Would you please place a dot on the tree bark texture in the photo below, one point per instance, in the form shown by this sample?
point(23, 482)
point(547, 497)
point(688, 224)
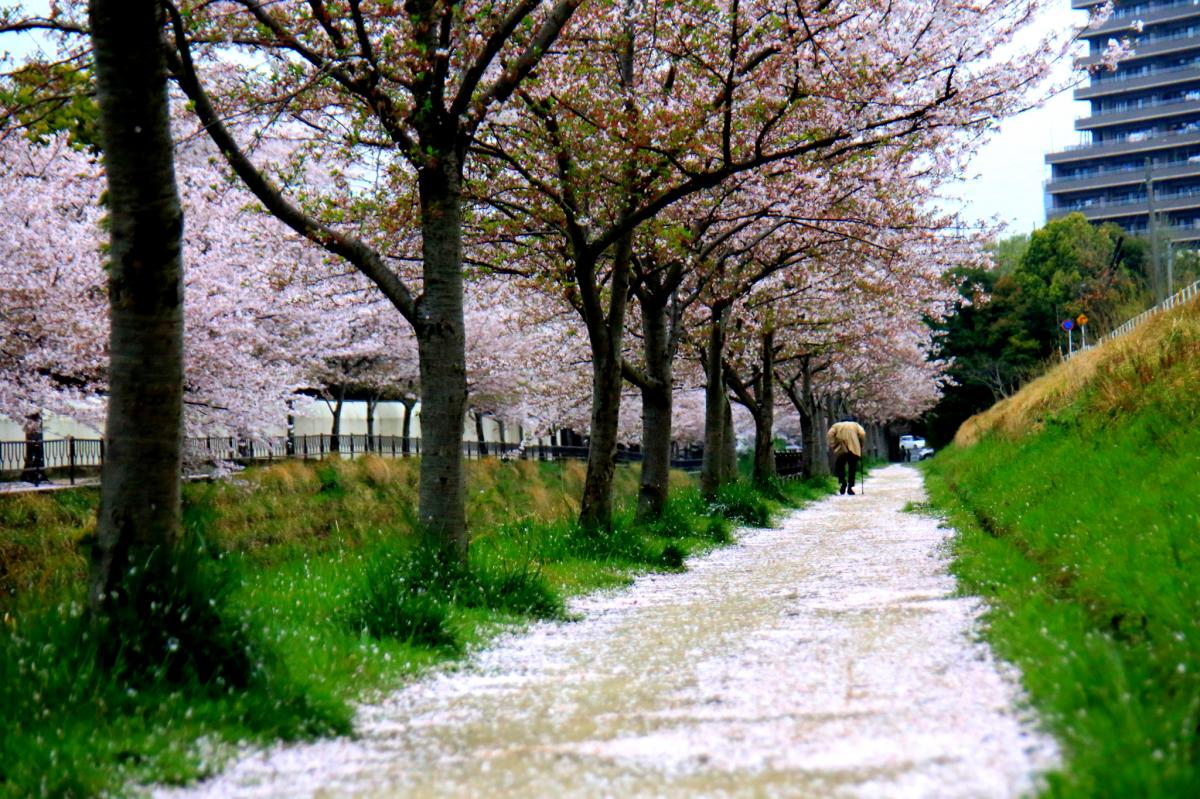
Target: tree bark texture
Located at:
point(139, 504)
point(605, 335)
point(406, 427)
point(34, 467)
point(729, 443)
point(657, 401)
point(335, 431)
point(765, 414)
point(372, 406)
point(712, 472)
point(442, 353)
point(480, 437)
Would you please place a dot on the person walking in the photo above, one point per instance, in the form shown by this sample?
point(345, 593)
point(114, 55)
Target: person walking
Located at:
point(846, 439)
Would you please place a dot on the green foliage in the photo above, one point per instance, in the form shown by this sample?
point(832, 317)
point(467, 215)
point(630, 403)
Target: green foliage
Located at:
point(744, 504)
point(321, 592)
point(51, 98)
point(1085, 540)
point(1008, 326)
point(168, 619)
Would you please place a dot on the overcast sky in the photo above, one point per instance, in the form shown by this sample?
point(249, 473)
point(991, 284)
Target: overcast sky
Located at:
point(1008, 172)
point(1005, 178)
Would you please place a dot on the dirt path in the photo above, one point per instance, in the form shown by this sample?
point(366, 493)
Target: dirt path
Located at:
point(826, 658)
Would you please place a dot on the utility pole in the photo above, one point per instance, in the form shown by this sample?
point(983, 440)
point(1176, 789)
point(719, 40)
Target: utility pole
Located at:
point(1156, 276)
point(1170, 268)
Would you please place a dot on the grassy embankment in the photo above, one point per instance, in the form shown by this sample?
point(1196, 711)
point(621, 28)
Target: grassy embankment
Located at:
point(1078, 504)
point(313, 593)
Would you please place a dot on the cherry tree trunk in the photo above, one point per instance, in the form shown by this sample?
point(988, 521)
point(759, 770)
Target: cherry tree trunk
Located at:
point(34, 468)
point(441, 342)
point(729, 443)
point(713, 469)
point(657, 400)
point(372, 404)
point(605, 338)
point(139, 502)
point(406, 427)
point(480, 436)
point(765, 415)
point(595, 510)
point(335, 430)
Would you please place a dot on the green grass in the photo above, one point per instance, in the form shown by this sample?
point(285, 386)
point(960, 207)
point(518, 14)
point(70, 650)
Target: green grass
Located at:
point(322, 595)
point(1084, 535)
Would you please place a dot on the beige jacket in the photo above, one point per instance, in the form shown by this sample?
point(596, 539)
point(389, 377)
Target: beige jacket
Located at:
point(847, 437)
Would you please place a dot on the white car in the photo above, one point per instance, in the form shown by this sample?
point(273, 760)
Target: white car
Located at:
point(912, 448)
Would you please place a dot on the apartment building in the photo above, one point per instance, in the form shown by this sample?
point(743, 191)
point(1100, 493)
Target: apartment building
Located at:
point(1144, 126)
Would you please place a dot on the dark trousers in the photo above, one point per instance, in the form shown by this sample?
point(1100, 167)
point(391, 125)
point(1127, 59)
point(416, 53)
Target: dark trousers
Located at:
point(843, 463)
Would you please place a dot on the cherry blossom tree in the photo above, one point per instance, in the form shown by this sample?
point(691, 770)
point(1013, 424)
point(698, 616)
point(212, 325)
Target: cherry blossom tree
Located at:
point(139, 496)
point(639, 107)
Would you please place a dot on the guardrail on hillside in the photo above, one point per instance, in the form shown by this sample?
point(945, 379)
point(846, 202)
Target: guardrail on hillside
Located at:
point(1176, 299)
point(76, 456)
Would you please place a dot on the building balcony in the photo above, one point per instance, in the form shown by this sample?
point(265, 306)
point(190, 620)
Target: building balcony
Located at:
point(1150, 112)
point(1105, 210)
point(1185, 232)
point(1114, 178)
point(1102, 86)
point(1149, 49)
point(1105, 149)
point(1122, 22)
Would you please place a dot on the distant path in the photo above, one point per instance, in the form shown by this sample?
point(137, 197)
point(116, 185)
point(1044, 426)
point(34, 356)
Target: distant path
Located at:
point(822, 659)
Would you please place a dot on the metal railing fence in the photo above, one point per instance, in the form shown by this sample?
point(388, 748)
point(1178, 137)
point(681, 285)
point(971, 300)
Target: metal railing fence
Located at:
point(75, 456)
point(1175, 300)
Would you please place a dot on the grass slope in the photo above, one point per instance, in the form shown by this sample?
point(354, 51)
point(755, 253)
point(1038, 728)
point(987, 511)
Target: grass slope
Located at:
point(311, 584)
point(1078, 503)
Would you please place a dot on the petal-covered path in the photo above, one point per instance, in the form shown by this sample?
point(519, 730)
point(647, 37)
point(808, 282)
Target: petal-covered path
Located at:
point(826, 658)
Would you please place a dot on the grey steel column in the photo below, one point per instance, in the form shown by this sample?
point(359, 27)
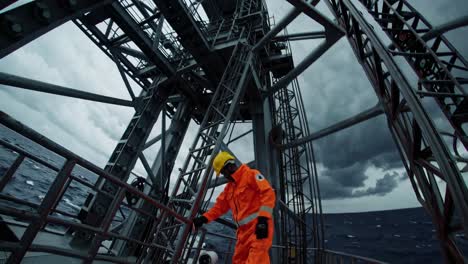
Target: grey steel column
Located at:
point(123, 159)
point(265, 157)
point(138, 225)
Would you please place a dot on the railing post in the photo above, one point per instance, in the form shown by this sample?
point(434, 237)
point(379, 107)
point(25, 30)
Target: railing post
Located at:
point(10, 172)
point(43, 211)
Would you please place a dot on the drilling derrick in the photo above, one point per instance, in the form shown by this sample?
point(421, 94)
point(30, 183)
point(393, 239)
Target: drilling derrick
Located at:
point(223, 64)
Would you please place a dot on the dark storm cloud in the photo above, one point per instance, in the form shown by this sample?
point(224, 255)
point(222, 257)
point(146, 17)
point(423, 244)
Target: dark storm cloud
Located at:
point(382, 186)
point(331, 189)
point(335, 88)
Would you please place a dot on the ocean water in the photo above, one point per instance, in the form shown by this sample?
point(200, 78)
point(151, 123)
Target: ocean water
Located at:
point(396, 236)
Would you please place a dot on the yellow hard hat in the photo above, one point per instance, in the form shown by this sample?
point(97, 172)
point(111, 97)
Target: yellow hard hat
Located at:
point(220, 160)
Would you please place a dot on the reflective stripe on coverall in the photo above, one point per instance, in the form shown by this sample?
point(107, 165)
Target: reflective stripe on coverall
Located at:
point(249, 196)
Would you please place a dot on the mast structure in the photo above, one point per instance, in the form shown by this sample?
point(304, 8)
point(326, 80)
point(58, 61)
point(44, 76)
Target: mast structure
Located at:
point(220, 63)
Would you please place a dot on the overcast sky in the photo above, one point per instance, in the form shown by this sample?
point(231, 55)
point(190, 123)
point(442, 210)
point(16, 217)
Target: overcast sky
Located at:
point(359, 168)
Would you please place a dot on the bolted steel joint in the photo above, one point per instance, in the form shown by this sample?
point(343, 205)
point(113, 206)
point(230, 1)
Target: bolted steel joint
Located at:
point(42, 12)
point(69, 4)
point(11, 26)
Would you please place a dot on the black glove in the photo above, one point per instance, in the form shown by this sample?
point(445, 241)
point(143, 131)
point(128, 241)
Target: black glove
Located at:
point(261, 230)
point(199, 221)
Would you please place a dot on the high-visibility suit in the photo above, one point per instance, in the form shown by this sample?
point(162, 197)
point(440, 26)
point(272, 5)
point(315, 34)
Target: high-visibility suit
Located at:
point(248, 196)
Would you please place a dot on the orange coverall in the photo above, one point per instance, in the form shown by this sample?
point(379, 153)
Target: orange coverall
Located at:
point(249, 196)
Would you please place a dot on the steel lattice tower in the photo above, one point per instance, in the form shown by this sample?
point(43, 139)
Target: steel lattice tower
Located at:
point(220, 63)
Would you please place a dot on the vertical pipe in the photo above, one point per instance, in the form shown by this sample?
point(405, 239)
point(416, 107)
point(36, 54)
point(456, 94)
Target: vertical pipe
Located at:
point(43, 210)
point(10, 172)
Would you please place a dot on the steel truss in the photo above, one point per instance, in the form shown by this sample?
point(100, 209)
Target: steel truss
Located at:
point(299, 190)
point(169, 50)
point(423, 151)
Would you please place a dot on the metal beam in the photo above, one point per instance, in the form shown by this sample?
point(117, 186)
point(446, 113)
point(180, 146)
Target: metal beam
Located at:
point(301, 36)
point(278, 27)
point(300, 68)
point(27, 22)
point(361, 117)
point(441, 29)
point(141, 39)
point(29, 84)
point(332, 29)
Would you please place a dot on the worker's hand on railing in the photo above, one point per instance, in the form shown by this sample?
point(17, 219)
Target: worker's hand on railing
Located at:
point(261, 230)
point(199, 221)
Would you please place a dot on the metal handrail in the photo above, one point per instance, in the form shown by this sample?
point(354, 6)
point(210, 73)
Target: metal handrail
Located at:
point(42, 216)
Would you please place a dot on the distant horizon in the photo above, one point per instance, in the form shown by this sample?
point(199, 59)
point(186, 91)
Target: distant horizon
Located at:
point(372, 211)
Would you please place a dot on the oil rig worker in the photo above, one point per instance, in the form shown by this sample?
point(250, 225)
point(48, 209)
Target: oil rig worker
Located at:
point(251, 199)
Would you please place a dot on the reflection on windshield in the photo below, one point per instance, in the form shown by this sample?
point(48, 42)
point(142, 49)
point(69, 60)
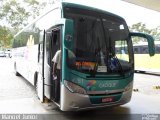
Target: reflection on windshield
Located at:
point(96, 37)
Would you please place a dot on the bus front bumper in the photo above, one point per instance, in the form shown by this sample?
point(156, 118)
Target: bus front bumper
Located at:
point(77, 102)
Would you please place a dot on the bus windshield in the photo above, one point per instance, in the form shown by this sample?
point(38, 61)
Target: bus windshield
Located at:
point(100, 44)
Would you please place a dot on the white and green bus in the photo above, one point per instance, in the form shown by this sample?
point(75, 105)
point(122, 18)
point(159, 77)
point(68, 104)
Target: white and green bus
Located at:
point(93, 72)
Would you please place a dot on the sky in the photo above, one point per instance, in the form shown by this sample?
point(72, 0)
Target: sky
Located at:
point(130, 12)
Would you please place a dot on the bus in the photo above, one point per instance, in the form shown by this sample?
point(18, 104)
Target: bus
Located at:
point(93, 73)
point(151, 64)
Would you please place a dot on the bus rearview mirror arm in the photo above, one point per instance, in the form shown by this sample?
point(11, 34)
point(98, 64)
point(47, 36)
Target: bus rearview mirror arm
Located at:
point(149, 38)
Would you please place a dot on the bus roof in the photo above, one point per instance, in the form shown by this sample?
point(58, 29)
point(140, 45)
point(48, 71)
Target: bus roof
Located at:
point(70, 4)
point(76, 5)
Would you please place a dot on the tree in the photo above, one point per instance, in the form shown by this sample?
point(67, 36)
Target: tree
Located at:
point(5, 37)
point(140, 27)
point(16, 12)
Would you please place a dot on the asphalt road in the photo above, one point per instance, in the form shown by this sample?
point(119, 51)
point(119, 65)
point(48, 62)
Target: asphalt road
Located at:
point(17, 96)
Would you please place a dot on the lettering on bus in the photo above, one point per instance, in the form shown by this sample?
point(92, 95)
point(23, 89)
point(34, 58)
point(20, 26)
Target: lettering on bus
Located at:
point(107, 85)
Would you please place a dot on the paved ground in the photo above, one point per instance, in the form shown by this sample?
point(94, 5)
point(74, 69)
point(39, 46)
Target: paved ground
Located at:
point(18, 96)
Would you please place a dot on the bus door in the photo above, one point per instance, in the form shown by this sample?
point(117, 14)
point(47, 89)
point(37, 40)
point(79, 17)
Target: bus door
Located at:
point(52, 46)
point(39, 82)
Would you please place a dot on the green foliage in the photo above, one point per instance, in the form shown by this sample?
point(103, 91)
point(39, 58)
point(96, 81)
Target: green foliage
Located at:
point(5, 37)
point(16, 12)
point(140, 27)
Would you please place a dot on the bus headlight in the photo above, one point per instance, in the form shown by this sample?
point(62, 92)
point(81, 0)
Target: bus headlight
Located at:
point(74, 88)
point(128, 87)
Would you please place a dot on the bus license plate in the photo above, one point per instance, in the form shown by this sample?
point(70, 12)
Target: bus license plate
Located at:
point(108, 99)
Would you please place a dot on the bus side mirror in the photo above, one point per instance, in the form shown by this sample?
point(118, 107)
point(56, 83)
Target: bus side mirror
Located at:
point(150, 40)
point(68, 33)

**WORK REQUIRED**
Put the stretch of lines from the one containing "Would you please place a dot on the asphalt" through the one containing "point(17, 96)" into a Markdown table with the columns Row and Line. Number each row, give its line in full, and leave out any blank lines.

**FULL ANSWER**
| Row | Line |
|---|---|
| 1 | Would you please place a dot on the asphalt road in the photo above, one point per instance, in the form shown by this sample? |
| 2 | point(119, 51) |
| 3 | point(119, 65) |
| 4 | point(48, 62) |
| 5 | Target: asphalt road |
| 6 | Located at: |
| 7 | point(17, 96) |